=== Begin Enclosure ===
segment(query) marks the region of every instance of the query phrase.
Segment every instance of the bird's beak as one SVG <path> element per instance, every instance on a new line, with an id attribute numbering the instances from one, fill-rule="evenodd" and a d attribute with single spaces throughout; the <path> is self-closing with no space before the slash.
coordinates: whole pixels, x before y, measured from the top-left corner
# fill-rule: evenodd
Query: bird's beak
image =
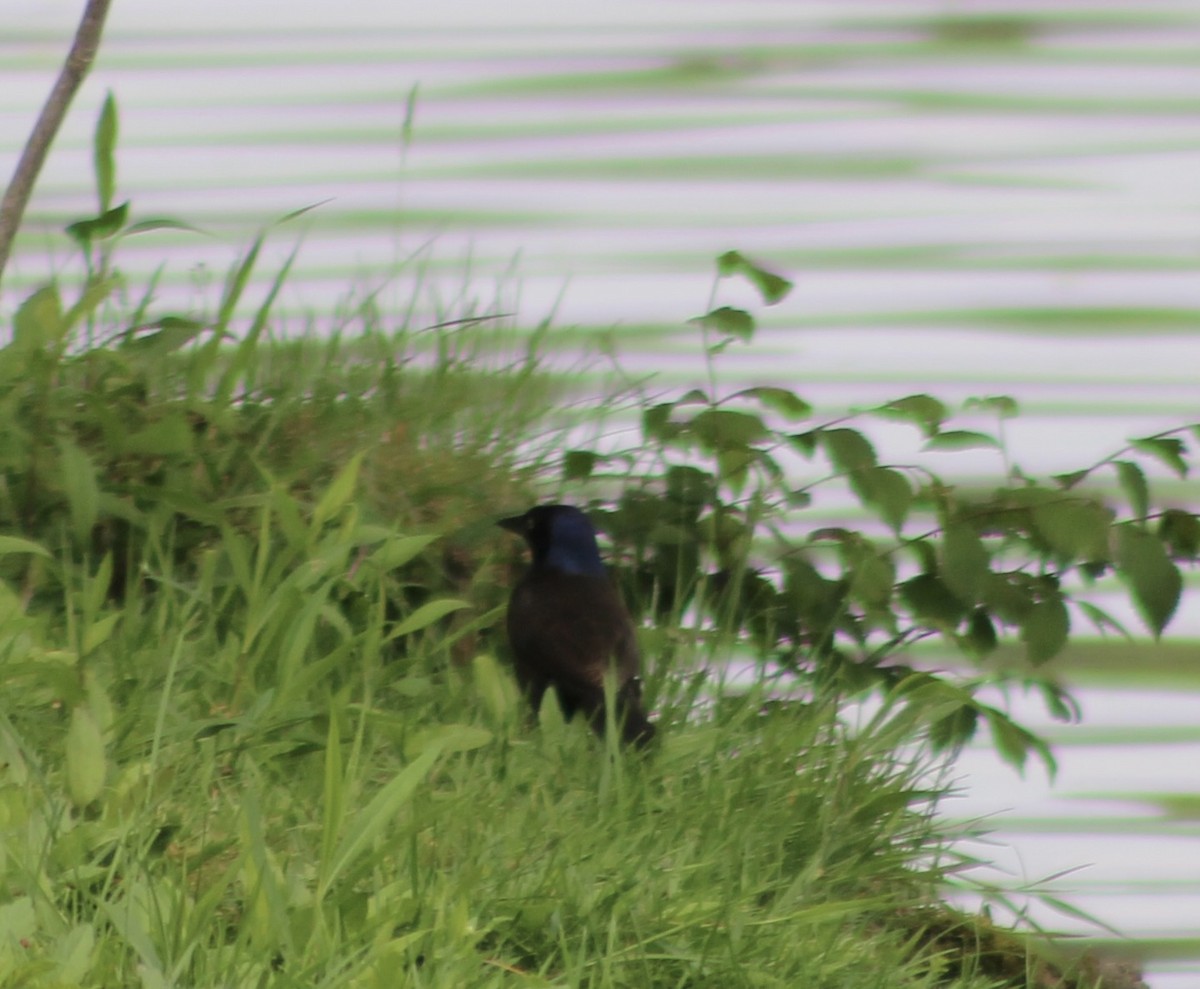
<path id="1" fill-rule="evenodd" d="M 507 529 L 509 532 L 515 532 L 518 536 L 525 535 L 529 531 L 529 520 L 524 515 L 514 515 L 508 519 L 497 519 L 496 525 L 501 529 Z"/>

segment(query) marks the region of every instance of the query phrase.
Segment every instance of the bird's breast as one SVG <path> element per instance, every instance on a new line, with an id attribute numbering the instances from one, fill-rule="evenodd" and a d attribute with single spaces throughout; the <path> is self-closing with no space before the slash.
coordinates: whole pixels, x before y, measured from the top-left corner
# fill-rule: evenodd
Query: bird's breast
<path id="1" fill-rule="evenodd" d="M 530 572 L 513 590 L 508 634 L 519 672 L 593 683 L 612 665 L 622 683 L 638 673 L 633 624 L 607 576 Z"/>

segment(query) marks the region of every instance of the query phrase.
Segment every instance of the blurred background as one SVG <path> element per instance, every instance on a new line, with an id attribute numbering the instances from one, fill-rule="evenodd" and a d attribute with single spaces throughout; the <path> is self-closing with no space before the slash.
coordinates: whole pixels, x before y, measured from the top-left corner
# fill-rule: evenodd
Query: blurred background
<path id="1" fill-rule="evenodd" d="M 5 180 L 81 7 L 5 5 Z M 117 0 L 0 315 L 79 273 L 62 228 L 96 209 L 111 90 L 118 201 L 196 228 L 122 247 L 134 296 L 163 267 L 162 308 L 210 311 L 260 229 L 319 204 L 270 235 L 248 310 L 302 242 L 284 328 L 352 328 L 368 308 L 385 327 L 549 320 L 567 361 L 610 339 L 669 390 L 701 373 L 685 321 L 737 249 L 796 290 L 726 383 L 785 384 L 822 417 L 916 391 L 1010 395 L 1007 460 L 936 454 L 935 469 L 1079 468 L 1200 418 L 1197 52 L 1194 0 Z M 1156 483 L 1200 500 L 1194 479 Z M 1067 872 L 1038 888 L 1134 939 L 1154 989 L 1200 984 L 1196 584 L 1163 644 L 1073 639 L 1081 725 L 1010 698 L 1057 747 L 1053 785 L 985 742 L 945 805 L 988 818 L 995 844 L 970 853 L 995 881 Z"/>

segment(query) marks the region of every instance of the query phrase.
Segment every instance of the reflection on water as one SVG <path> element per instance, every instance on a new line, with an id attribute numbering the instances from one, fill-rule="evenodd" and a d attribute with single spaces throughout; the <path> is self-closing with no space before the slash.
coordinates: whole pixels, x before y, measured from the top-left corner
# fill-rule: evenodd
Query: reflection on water
<path id="1" fill-rule="evenodd" d="M 77 15 L 9 7 L 22 31 L 0 39 L 5 174 Z M 88 141 L 111 88 L 135 215 L 207 234 L 125 245 L 133 284 L 166 258 L 164 306 L 211 305 L 261 225 L 329 200 L 273 234 L 260 269 L 269 278 L 303 232 L 281 299 L 297 321 L 389 278 L 385 318 L 405 311 L 415 255 L 431 319 L 447 299 L 487 308 L 496 296 L 524 325 L 552 310 L 559 325 L 616 324 L 631 368 L 665 367 L 683 385 L 697 363 L 681 323 L 704 305 L 711 258 L 737 247 L 797 288 L 723 373 L 796 387 L 822 415 L 917 390 L 1011 394 L 1029 412 L 1009 426 L 1013 456 L 1033 471 L 1194 421 L 1195 5 L 1003 4 L 988 21 L 947 20 L 956 10 L 301 0 L 281 30 L 270 5 L 124 0 L 42 177 L 0 311 L 77 270 L 58 231 L 94 208 Z M 944 469 L 996 465 L 972 455 Z M 1180 631 L 1200 636 L 1195 609 Z M 1085 727 L 1056 736 L 1053 789 L 982 747 L 964 756 L 968 784 L 948 810 L 996 815 L 998 844 L 981 854 L 1014 878 L 1086 865 L 1062 881 L 1073 902 L 1130 934 L 1194 936 L 1195 822 L 1129 798 L 1195 793 L 1197 739 L 1100 746 L 1071 731 L 1126 718 L 1182 730 L 1197 701 L 1182 688 L 1088 690 Z M 1155 989 L 1196 983 L 1200 961 L 1176 967 L 1184 974 L 1156 974 Z"/>
<path id="2" fill-rule="evenodd" d="M 1200 690 L 1081 688 L 1075 695 L 1083 708 L 1079 726 L 1056 724 L 1040 703 L 1013 698 L 1018 719 L 1056 743 L 1053 783 L 1032 764 L 1019 777 L 983 745 L 968 748 L 956 763 L 965 786 L 944 812 L 956 820 L 982 820 L 989 832 L 986 842 L 963 845 L 991 863 L 972 875 L 1053 892 L 1139 939 L 1194 938 L 1200 827 L 1194 817 L 1173 817 L 1161 801 L 1200 789 Z M 1133 741 L 1089 742 L 1089 732 L 1098 728 Z M 1155 729 L 1163 732 L 1160 739 L 1145 740 L 1144 733 Z M 1102 933 L 1036 895 L 1016 899 L 1048 929 Z M 1196 969 L 1187 971 L 1179 981 L 1156 976 L 1152 985 L 1194 985 Z"/>

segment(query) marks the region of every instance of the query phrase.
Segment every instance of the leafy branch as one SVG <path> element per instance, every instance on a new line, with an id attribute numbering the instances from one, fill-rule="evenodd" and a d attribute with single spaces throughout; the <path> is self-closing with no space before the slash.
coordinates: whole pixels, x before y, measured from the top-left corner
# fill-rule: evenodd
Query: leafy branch
<path id="1" fill-rule="evenodd" d="M 1152 502 L 1139 461 L 1188 473 L 1200 425 L 1135 438 L 1084 470 L 1039 482 L 1011 465 L 1001 438 L 959 428 L 941 400 L 907 395 L 799 429 L 812 405 L 788 388 L 759 386 L 721 395 L 715 364 L 734 344 L 751 342 L 752 314 L 718 306 L 717 288 L 742 278 L 767 305 L 791 283 L 731 251 L 717 259 L 708 311 L 689 321 L 701 331 L 706 387 L 644 406 L 641 444 L 601 455 L 564 458 L 572 482 L 619 479 L 615 503 L 601 502 L 630 585 L 629 598 L 668 629 L 692 629 L 693 641 L 728 658 L 731 650 L 807 677 L 814 689 L 893 691 L 911 678 L 943 682 L 908 699 L 929 702 L 930 736 L 961 744 L 980 719 L 999 751 L 1015 763 L 1048 750 L 962 684 L 913 669 L 913 644 L 941 639 L 974 665 L 1006 638 L 1017 638 L 1034 685 L 1056 714 L 1070 714 L 1065 693 L 1046 672 L 1068 643 L 1073 615 L 1102 634 L 1129 633 L 1089 601 L 1098 580 L 1115 575 L 1146 628 L 1161 636 L 1183 590 L 1180 567 L 1200 562 L 1200 518 L 1193 508 Z M 969 399 L 963 411 L 1019 414 L 1007 396 Z M 921 464 L 882 461 L 858 425 L 863 419 L 908 423 L 927 451 L 994 448 L 1004 476 L 991 492 L 962 489 Z M 1002 436 L 1002 433 L 1001 433 Z M 797 462 L 824 462 L 829 473 L 797 483 Z M 1119 512 L 1084 481 L 1112 464 L 1128 501 Z M 607 473 L 623 466 L 626 476 Z M 817 487 L 840 481 L 874 521 L 812 527 L 804 509 Z M 928 520 L 928 521 L 925 521 Z M 1154 524 L 1157 523 L 1157 524 Z M 982 666 L 975 686 L 1001 674 Z"/>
=== End Enclosure ===
THE PROBLEM:
Pictures are not part of the copy; transcribe the rest of the data verbatim.

SOLUTION:
segment(query) marks the region of every instance of the query phrase.
Segment every instance of the bird's beak as one SVG <path> element per instance, every instance on a new line, with an id attribute numbering the instances from one, fill-rule="evenodd" and a d attribute with single spaces throughout; the <path> is self-closing with no space before the slash.
coordinates: whole pixels, x before y, measured from the top-left corner
# fill-rule: evenodd
Query: bird's beak
image =
<path id="1" fill-rule="evenodd" d="M 507 529 L 509 532 L 515 532 L 518 536 L 525 535 L 529 531 L 529 520 L 524 515 L 514 515 L 508 519 L 497 519 L 496 525 L 501 529 Z"/>

segment(query) marks the region of every instance of the query phrase.
Segment every instance of the bird's breast as one SVG <path> element per instance, every instance on a new line, with an id attribute numbering the instances from one, fill-rule="evenodd" and a d attribute with single spaces throughout; the <path> is self-closing with no space before the slash.
coordinates: whole pixels, x before y, measured from the top-left corner
# fill-rule: evenodd
Query: bird's breast
<path id="1" fill-rule="evenodd" d="M 530 572 L 513 590 L 508 634 L 519 672 L 593 683 L 612 665 L 622 683 L 638 673 L 633 624 L 607 576 Z"/>

segment(query) marks the region of every instance of the query phrase.
Segment every instance of the blurred background as one SVG <path> element per instance, every instance on a new line, with an id attribute numbering the instances from one, fill-rule="evenodd" and a d attribute with single spaces throughout; the <path> is self-closing with no space before the slash.
coordinates: whole pixels, x before y, measured from the top-left corner
# fill-rule: evenodd
Query: blurred background
<path id="1" fill-rule="evenodd" d="M 5 180 L 81 7 L 5 5 Z M 117 0 L 0 315 L 79 273 L 62 228 L 96 209 L 111 90 L 118 201 L 196 228 L 122 247 L 134 296 L 163 267 L 162 308 L 210 311 L 260 229 L 319 204 L 270 235 L 248 310 L 302 242 L 284 328 L 352 328 L 368 308 L 385 327 L 549 320 L 567 361 L 610 339 L 669 390 L 701 373 L 685 321 L 737 249 L 796 290 L 726 383 L 785 384 L 822 417 L 916 391 L 1010 395 L 1007 460 L 936 454 L 935 469 L 1079 468 L 1200 418 L 1197 52 L 1194 0 Z M 1156 483 L 1200 500 L 1194 479 Z M 1067 872 L 1038 888 L 1134 939 L 1154 989 L 1200 984 L 1196 584 L 1163 644 L 1073 639 L 1081 725 L 1010 698 L 1057 747 L 1053 785 L 985 742 L 945 805 L 988 818 L 995 844 L 970 853 L 995 881 Z"/>

segment(query) marks the region of every instance of the query phrase.
Segment every instance of the reflection on water as one SVG <path> element per instance, every instance on a new line, with an id attribute numbering the instances from one, fill-rule="evenodd" and a d attribute with single spaces throughout; the <path> is self-closing with no space before the slash.
coordinates: whole pixels, x before y, measured from the top-left corner
# fill-rule: evenodd
Query: reflection on water
<path id="1" fill-rule="evenodd" d="M 77 15 L 9 7 L 22 31 L 0 39 L 5 174 Z M 88 141 L 111 88 L 135 215 L 207 234 L 125 245 L 133 284 L 166 258 L 164 306 L 211 305 L 261 225 L 329 200 L 273 234 L 260 269 L 269 278 L 303 232 L 281 299 L 297 321 L 389 278 L 385 318 L 405 311 L 415 255 L 431 319 L 447 299 L 487 308 L 496 296 L 524 325 L 552 310 L 559 325 L 616 324 L 631 368 L 665 367 L 683 385 L 697 363 L 681 323 L 704 305 L 711 258 L 737 247 L 797 288 L 723 373 L 796 387 L 822 415 L 917 390 L 1011 394 L 1029 412 L 1009 426 L 1013 456 L 1033 471 L 1194 421 L 1195 5 L 1003 4 L 988 21 L 947 20 L 956 10 L 301 0 L 281 30 L 270 5 L 124 0 L 42 177 L 0 311 L 77 270 L 58 231 L 94 208 Z M 944 469 L 996 465 L 972 455 Z M 1180 631 L 1200 636 L 1195 609 Z M 1085 727 L 1056 736 L 1053 789 L 982 747 L 964 756 L 968 784 L 948 810 L 996 815 L 998 844 L 981 854 L 1014 878 L 1086 865 L 1062 881 L 1073 902 L 1130 934 L 1194 936 L 1195 822 L 1129 798 L 1195 793 L 1197 739 L 1100 746 L 1071 731 L 1126 718 L 1182 730 L 1197 701 L 1182 688 L 1088 690 Z M 1155 989 L 1196 983 L 1200 961 L 1176 967 L 1184 974 L 1156 974 Z"/>
<path id="2" fill-rule="evenodd" d="M 1200 690 L 1081 688 L 1075 695 L 1083 708 L 1079 726 L 1056 724 L 1040 703 L 1013 698 L 1018 719 L 1056 743 L 1053 783 L 1032 764 L 1019 777 L 983 745 L 968 748 L 956 763 L 965 786 L 944 812 L 956 820 L 982 820 L 989 832 L 986 842 L 963 845 L 991 863 L 972 875 L 1053 892 L 1139 939 L 1194 938 L 1200 827 L 1194 817 L 1173 817 L 1161 801 L 1200 789 Z M 1133 741 L 1089 742 L 1089 732 L 1098 728 Z M 1155 729 L 1163 732 L 1160 739 L 1145 740 L 1144 733 Z M 1102 933 L 1036 895 L 1016 899 L 1048 929 Z M 1196 969 L 1187 971 L 1179 981 L 1156 976 L 1152 985 L 1194 985 Z"/>

segment(query) marks the region of every instance of the query phrase.
Segment every instance of the leafy branch as one SVG <path> element per instance, every instance on a new line, with an id attribute numbering the instances from one, fill-rule="evenodd" and a d attribute with single spaces throughout; the <path> is self-closing with no space before the slash.
coordinates: whole pixels, x before y, measured from the top-left corner
# fill-rule: evenodd
Query: leafy branch
<path id="1" fill-rule="evenodd" d="M 1152 502 L 1139 461 L 1188 473 L 1200 425 L 1135 438 L 1084 470 L 1039 482 L 1011 465 L 1001 438 L 959 428 L 941 400 L 907 395 L 799 429 L 812 405 L 788 388 L 759 386 L 721 395 L 715 364 L 734 344 L 751 342 L 752 314 L 718 306 L 717 288 L 742 278 L 767 305 L 791 283 L 731 251 L 717 259 L 708 311 L 689 321 L 701 331 L 706 387 L 644 406 L 641 444 L 601 455 L 564 458 L 572 482 L 619 479 L 615 503 L 601 502 L 630 585 L 629 598 L 668 629 L 692 629 L 693 641 L 728 658 L 731 650 L 807 677 L 814 689 L 893 691 L 911 678 L 943 682 L 908 699 L 929 702 L 930 736 L 961 744 L 980 719 L 999 751 L 1015 763 L 1048 750 L 962 684 L 913 669 L 913 644 L 941 639 L 974 665 L 1006 638 L 1017 638 L 1034 685 L 1056 714 L 1070 714 L 1065 693 L 1046 672 L 1068 643 L 1073 615 L 1102 634 L 1129 633 L 1089 601 L 1098 580 L 1115 575 L 1146 628 L 1161 636 L 1183 590 L 1180 567 L 1200 562 L 1200 518 L 1193 508 Z M 969 399 L 963 411 L 1019 414 L 1007 396 Z M 921 464 L 882 461 L 858 425 L 863 419 L 908 423 L 927 451 L 994 448 L 1004 476 L 991 492 L 962 489 Z M 1002 436 L 1002 433 L 1001 433 Z M 797 462 L 824 462 L 829 473 L 797 483 Z M 1119 512 L 1084 481 L 1112 464 L 1128 501 Z M 607 473 L 623 466 L 626 476 Z M 817 487 L 840 481 L 874 521 L 812 527 L 804 509 Z M 928 520 L 928 521 L 925 521 Z M 1154 524 L 1157 523 L 1157 524 Z M 982 666 L 975 686 L 1001 674 Z"/>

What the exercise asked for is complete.